‘Not like the movies’: Inside the search for a missing Gwinnett man


On this day, Tracy Sargent and her K-9s are searching for a Lawrenceville man who disappeared more than a year ago in a drug-induced rage.

Over the last quarter-century — across the country and around the world Sargent’s Georgia-based investigation team has helped track good guys and bad, missing persons and escaped convicts. They looked into the international Natalee Holloway mystery, and into the decade-old disappearance of Gwinnett County teen Justin Gaines.

They helped look for Kelly Nash, the man whose disappearance near Lake Lanier drew headlines for weeks. They recently led police to the remains of Chase Massner, the young Cobb County Marine Corps veteran missing under suspicious circumstances.

But on this day, Sargent and her canine companions — Chance, a yellow Labrador retriever, and Draco, a black German shepherd — are looking for a young man named DeCorrius Jones.

And they’ve found something.

**

DeCorrius Jones disappeared in an acid-driven outburst, family members say.

To do:
Answer these questions from the article on the search for a missing Gwinnett man:
1. Which of Sargent's dogs is a black German shepherd?
2. Whose remains did the team recently lead police to?
3. According to family members, what kind of outburst did DeCorrius Jones disappear in?

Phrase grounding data

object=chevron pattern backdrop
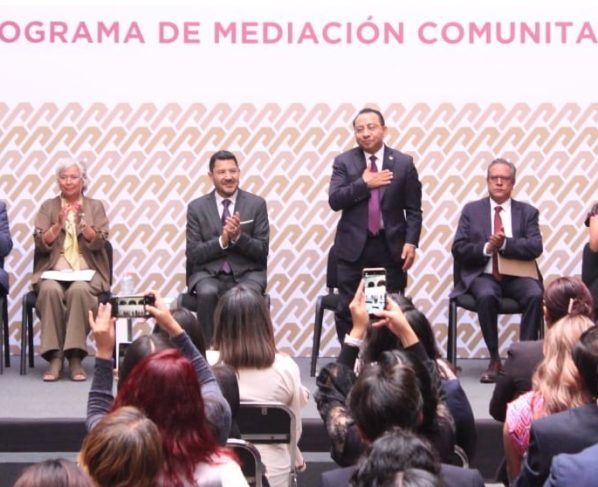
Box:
[0,102,598,357]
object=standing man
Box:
[186,150,270,344]
[328,108,422,343]
[450,159,542,383]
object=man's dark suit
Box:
[450,198,542,358]
[544,444,598,487]
[490,340,544,422]
[328,146,422,341]
[514,403,598,487]
[0,201,12,294]
[320,463,484,487]
[186,189,270,340]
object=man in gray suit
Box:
[186,150,270,343]
[450,159,543,383]
[0,201,12,298]
[328,108,422,343]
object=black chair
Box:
[21,240,113,375]
[446,260,544,365]
[310,245,340,377]
[236,402,297,487]
[0,292,10,374]
[226,438,265,487]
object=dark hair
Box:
[118,333,173,388]
[544,276,594,324]
[350,427,440,487]
[486,158,517,183]
[353,107,386,127]
[13,458,94,487]
[112,349,218,487]
[79,406,164,487]
[573,326,598,398]
[349,350,424,441]
[209,150,239,172]
[152,308,207,357]
[213,284,276,370]
[584,203,598,227]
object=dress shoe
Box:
[480,359,502,384]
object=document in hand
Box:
[498,254,539,279]
[41,269,96,282]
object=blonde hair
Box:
[532,315,594,418]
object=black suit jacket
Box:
[490,340,544,422]
[514,403,598,487]
[186,189,270,289]
[0,201,12,293]
[450,198,542,298]
[328,146,422,262]
[320,463,484,487]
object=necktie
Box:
[368,156,380,235]
[492,206,503,281]
[220,199,233,274]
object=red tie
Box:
[220,199,232,274]
[368,156,380,235]
[492,206,503,281]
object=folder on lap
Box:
[498,254,539,279]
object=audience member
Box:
[450,159,542,383]
[186,150,270,344]
[490,277,593,421]
[315,281,455,466]
[364,294,477,460]
[13,459,96,487]
[350,427,444,487]
[32,159,110,382]
[503,314,593,480]
[320,348,483,487]
[514,326,598,487]
[79,406,164,487]
[208,284,309,487]
[581,203,598,319]
[87,295,246,486]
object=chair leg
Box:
[20,295,27,375]
[309,297,324,377]
[27,308,35,368]
[446,299,457,365]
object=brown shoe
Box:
[480,359,502,384]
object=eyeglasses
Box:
[488,176,513,183]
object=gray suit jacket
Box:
[328,146,422,263]
[450,197,542,298]
[186,189,270,289]
[0,201,12,294]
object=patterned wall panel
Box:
[0,103,598,357]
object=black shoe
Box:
[480,359,502,384]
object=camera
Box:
[110,294,156,318]
[363,267,386,318]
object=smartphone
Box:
[116,342,131,369]
[110,294,156,318]
[363,267,386,318]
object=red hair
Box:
[112,349,219,487]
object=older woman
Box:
[32,159,110,382]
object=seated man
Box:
[513,326,598,487]
[451,159,542,382]
[186,151,270,346]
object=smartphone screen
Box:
[363,267,386,317]
[116,342,131,369]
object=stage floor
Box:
[0,356,494,419]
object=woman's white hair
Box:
[56,157,89,194]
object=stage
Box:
[0,356,502,487]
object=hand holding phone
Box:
[363,267,386,318]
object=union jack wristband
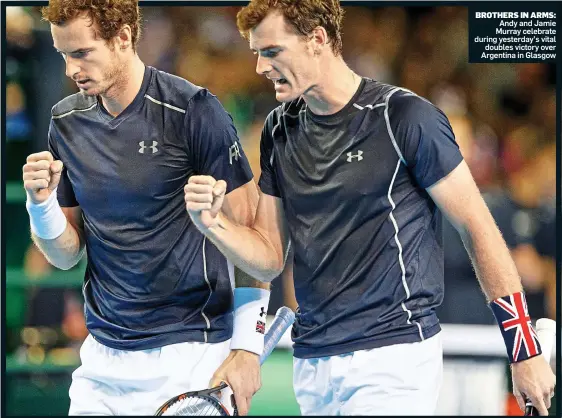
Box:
[490,292,542,363]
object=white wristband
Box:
[25,189,67,239]
[230,287,271,355]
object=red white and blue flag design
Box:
[490,292,542,363]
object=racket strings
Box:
[163,397,226,417]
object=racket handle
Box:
[260,306,295,364]
[525,318,556,417]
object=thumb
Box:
[49,160,63,191]
[213,180,226,197]
[513,389,526,411]
[209,376,226,388]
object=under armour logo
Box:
[139,141,158,154]
[228,142,240,165]
[347,150,363,163]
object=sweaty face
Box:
[51,16,124,96]
[250,11,318,102]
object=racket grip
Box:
[260,306,295,364]
[525,318,556,417]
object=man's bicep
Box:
[222,179,259,226]
[426,161,491,231]
[253,191,290,264]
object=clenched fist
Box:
[23,151,63,204]
[184,176,226,232]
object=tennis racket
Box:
[154,306,295,416]
[525,318,556,417]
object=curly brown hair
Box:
[41,0,141,50]
[236,0,344,55]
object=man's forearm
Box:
[205,215,285,287]
[31,222,85,270]
[460,215,522,301]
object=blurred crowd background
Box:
[3,6,556,414]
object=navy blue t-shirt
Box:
[49,66,252,350]
[259,79,462,358]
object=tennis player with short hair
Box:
[23,0,269,415]
[186,0,555,415]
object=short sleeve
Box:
[48,120,79,208]
[387,92,463,188]
[258,110,281,197]
[185,89,253,193]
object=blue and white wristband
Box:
[230,287,271,355]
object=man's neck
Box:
[100,55,145,117]
[304,57,361,115]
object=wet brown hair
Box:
[41,0,141,51]
[236,0,344,55]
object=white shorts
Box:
[69,335,230,415]
[293,333,443,415]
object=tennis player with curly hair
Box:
[23,0,269,415]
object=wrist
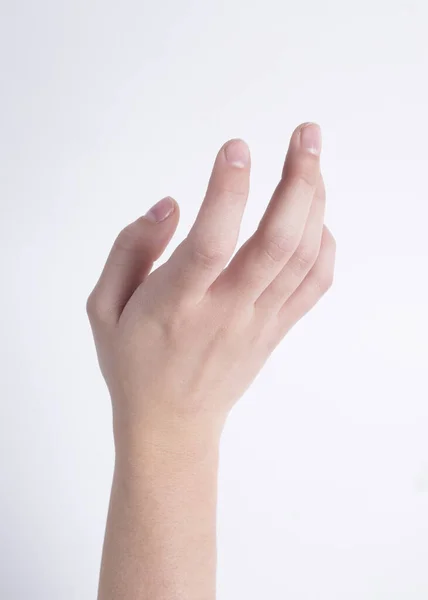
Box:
[113,408,225,469]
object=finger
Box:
[219,123,321,302]
[162,139,250,296]
[255,176,325,314]
[278,225,336,336]
[87,197,179,323]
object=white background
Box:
[0,0,428,600]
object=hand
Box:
[87,124,335,444]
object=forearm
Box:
[98,422,218,600]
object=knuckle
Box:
[86,292,100,320]
[190,243,225,269]
[293,245,319,273]
[290,164,319,195]
[86,290,111,325]
[262,227,299,262]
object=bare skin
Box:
[87,123,335,600]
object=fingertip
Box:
[144,196,177,223]
[295,122,322,156]
[223,138,251,169]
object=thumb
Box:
[87,196,180,323]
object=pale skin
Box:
[87,123,335,600]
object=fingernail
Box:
[300,123,321,156]
[224,140,250,169]
[144,196,174,223]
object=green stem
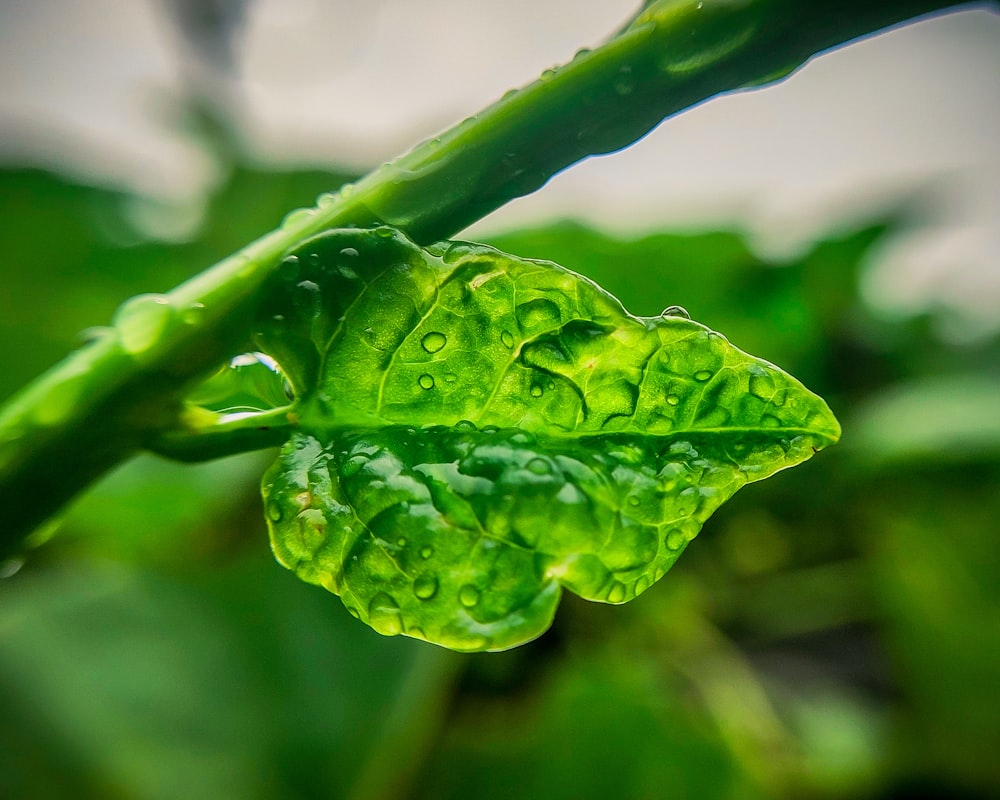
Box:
[0,0,984,555]
[146,406,297,461]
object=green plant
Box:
[0,0,972,649]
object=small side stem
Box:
[145,406,296,461]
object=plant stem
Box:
[0,0,980,556]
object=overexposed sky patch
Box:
[0,0,1000,332]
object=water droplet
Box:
[420,331,448,353]
[524,458,552,475]
[113,294,174,355]
[368,592,403,636]
[660,306,691,319]
[281,208,316,228]
[458,583,479,608]
[413,575,438,600]
[278,256,300,281]
[749,369,774,400]
[608,581,625,603]
[667,528,687,551]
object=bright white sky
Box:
[0,0,1000,330]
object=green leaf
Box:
[258,227,840,650]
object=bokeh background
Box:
[0,0,1000,800]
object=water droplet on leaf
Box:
[420,331,448,353]
[413,575,438,600]
[458,583,479,608]
[525,458,552,475]
[368,592,403,636]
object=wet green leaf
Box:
[258,228,839,650]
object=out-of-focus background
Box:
[0,0,1000,800]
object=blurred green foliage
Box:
[0,158,1000,798]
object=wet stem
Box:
[0,0,972,557]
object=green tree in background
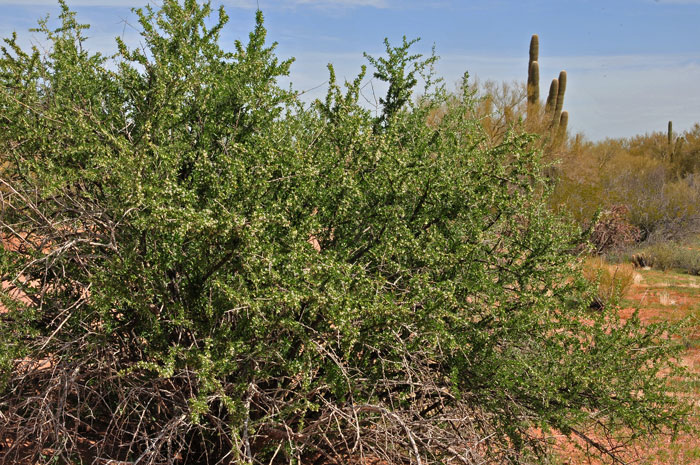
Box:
[0,0,682,465]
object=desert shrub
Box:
[0,0,682,464]
[631,241,700,275]
[590,205,641,255]
[583,257,634,308]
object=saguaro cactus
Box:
[527,34,540,111]
[552,71,566,127]
[527,34,569,138]
[556,111,569,143]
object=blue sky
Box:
[0,0,700,140]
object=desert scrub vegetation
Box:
[0,0,686,465]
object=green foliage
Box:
[630,241,700,275]
[0,0,682,464]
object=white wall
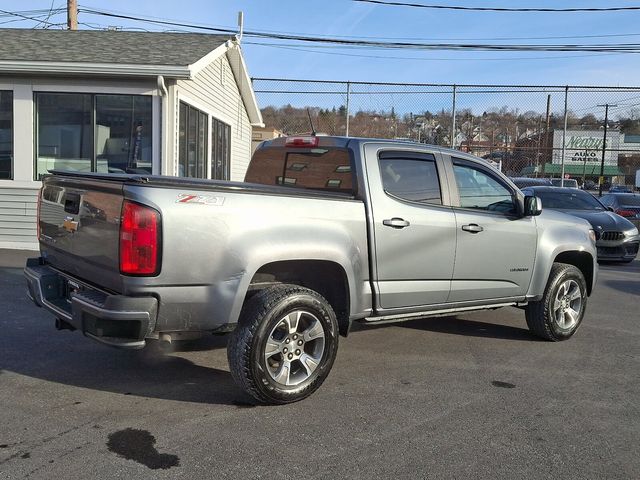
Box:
[169,55,251,181]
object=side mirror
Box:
[524,195,542,217]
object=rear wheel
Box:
[227,285,338,404]
[525,263,587,342]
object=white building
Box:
[0,29,263,249]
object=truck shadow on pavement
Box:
[352,317,541,342]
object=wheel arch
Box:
[553,250,595,295]
[243,259,353,336]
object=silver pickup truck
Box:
[25,136,597,404]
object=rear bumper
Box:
[24,258,158,348]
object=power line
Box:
[71,5,640,41]
[79,7,640,52]
[352,0,640,13]
[0,10,65,28]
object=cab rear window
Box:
[244,147,354,195]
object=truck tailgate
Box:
[39,175,123,292]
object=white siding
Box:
[0,186,38,250]
[178,55,251,181]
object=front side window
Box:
[453,160,517,214]
[35,92,152,179]
[178,102,209,178]
[0,91,13,180]
[378,152,442,205]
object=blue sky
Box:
[1,0,640,85]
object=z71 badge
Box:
[176,193,224,206]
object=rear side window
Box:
[244,147,354,194]
[378,152,442,205]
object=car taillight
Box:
[120,200,160,275]
[616,208,636,217]
[284,136,320,147]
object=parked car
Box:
[510,177,551,189]
[600,191,640,228]
[609,185,633,193]
[551,178,580,188]
[523,187,640,262]
[25,136,598,404]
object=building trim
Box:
[0,60,191,78]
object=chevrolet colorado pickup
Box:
[25,136,597,404]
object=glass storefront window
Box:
[36,93,93,178]
[178,102,208,178]
[211,118,231,180]
[35,92,152,179]
[0,91,13,180]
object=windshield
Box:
[535,190,605,211]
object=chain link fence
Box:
[253,78,640,188]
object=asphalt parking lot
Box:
[0,253,640,479]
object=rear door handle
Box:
[382,217,411,228]
[462,223,484,233]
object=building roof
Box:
[0,28,263,126]
[0,28,231,67]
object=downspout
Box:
[157,75,170,175]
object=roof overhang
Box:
[0,60,191,79]
[189,40,264,127]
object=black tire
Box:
[227,284,339,404]
[525,263,587,342]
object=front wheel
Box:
[227,285,338,404]
[525,263,587,342]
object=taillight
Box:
[616,208,636,217]
[120,200,160,275]
[36,187,44,241]
[284,136,320,147]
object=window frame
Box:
[376,149,451,208]
[31,88,155,182]
[449,155,522,218]
[0,88,16,181]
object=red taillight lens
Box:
[284,136,320,147]
[120,200,160,275]
[616,208,636,217]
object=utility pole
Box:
[67,0,78,30]
[598,103,617,197]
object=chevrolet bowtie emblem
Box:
[62,217,78,233]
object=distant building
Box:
[251,127,284,154]
[0,29,263,248]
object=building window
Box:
[178,102,208,178]
[35,93,152,179]
[211,117,231,180]
[0,91,13,180]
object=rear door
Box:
[449,158,537,302]
[365,145,456,311]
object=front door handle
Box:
[462,223,484,233]
[382,217,411,228]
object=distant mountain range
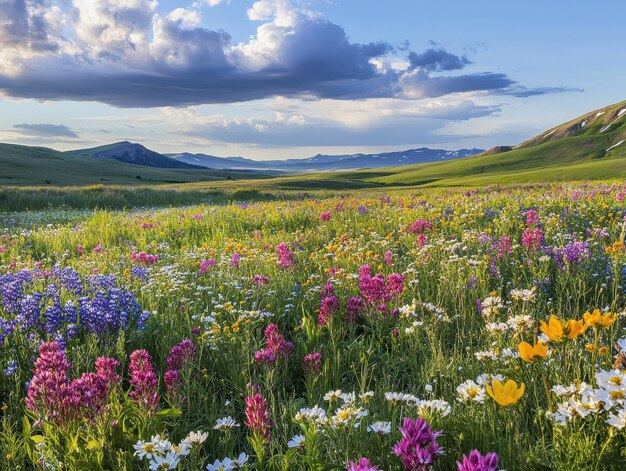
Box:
[68,141,483,172]
[67,141,200,168]
[0,101,626,188]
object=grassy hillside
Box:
[0,144,272,186]
[207,101,626,188]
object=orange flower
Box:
[541,316,565,342]
[517,342,548,363]
[565,319,588,339]
[486,379,525,407]
[583,309,617,328]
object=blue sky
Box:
[0,0,626,159]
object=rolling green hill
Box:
[236,101,626,188]
[0,144,272,186]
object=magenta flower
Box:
[456,450,498,471]
[302,352,322,377]
[244,393,274,442]
[200,258,215,275]
[96,357,120,386]
[347,458,380,471]
[26,342,78,425]
[343,296,363,324]
[276,242,295,268]
[320,211,331,221]
[167,339,196,370]
[391,417,443,471]
[254,348,276,365]
[71,373,109,419]
[128,349,159,414]
[522,227,543,250]
[407,219,433,234]
[265,324,294,358]
[230,252,241,268]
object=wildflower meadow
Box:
[0,182,626,471]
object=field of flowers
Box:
[0,183,626,471]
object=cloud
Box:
[13,124,79,139]
[0,0,567,108]
[409,48,472,72]
[162,96,501,148]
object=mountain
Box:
[165,147,483,172]
[296,101,626,186]
[0,143,268,186]
[68,141,200,168]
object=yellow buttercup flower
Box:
[517,342,548,363]
[541,316,565,342]
[565,319,587,339]
[486,379,526,407]
[583,309,617,328]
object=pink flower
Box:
[347,458,380,471]
[384,250,393,265]
[167,339,196,370]
[276,242,294,268]
[302,352,322,376]
[522,227,543,250]
[343,296,363,324]
[230,252,241,268]
[130,250,159,265]
[96,357,120,386]
[391,418,443,471]
[244,393,274,442]
[128,349,159,414]
[200,258,215,275]
[456,450,498,471]
[407,219,433,234]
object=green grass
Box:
[0,144,266,186]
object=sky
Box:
[0,0,626,160]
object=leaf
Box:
[156,408,183,417]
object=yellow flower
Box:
[486,379,526,407]
[517,342,548,363]
[583,309,617,328]
[565,319,588,339]
[541,316,565,342]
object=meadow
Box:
[0,181,626,471]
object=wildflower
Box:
[148,451,180,471]
[486,379,525,406]
[185,430,209,445]
[510,286,537,302]
[128,349,159,414]
[456,379,485,404]
[391,417,443,471]
[343,296,363,324]
[583,309,617,328]
[456,450,498,471]
[276,242,295,269]
[347,458,380,471]
[303,352,322,377]
[287,435,305,448]
[244,393,273,442]
[213,415,239,432]
[606,409,626,430]
[367,422,391,435]
[540,316,565,342]
[167,339,196,370]
[517,341,548,363]
[324,389,343,402]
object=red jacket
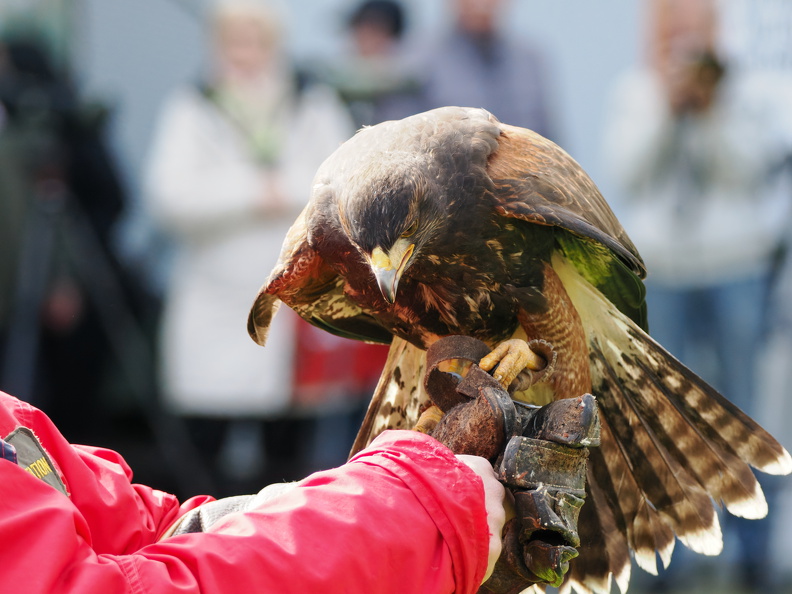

Task response:
1. Draco
2. Chase Massner
3. An acid-driven outburst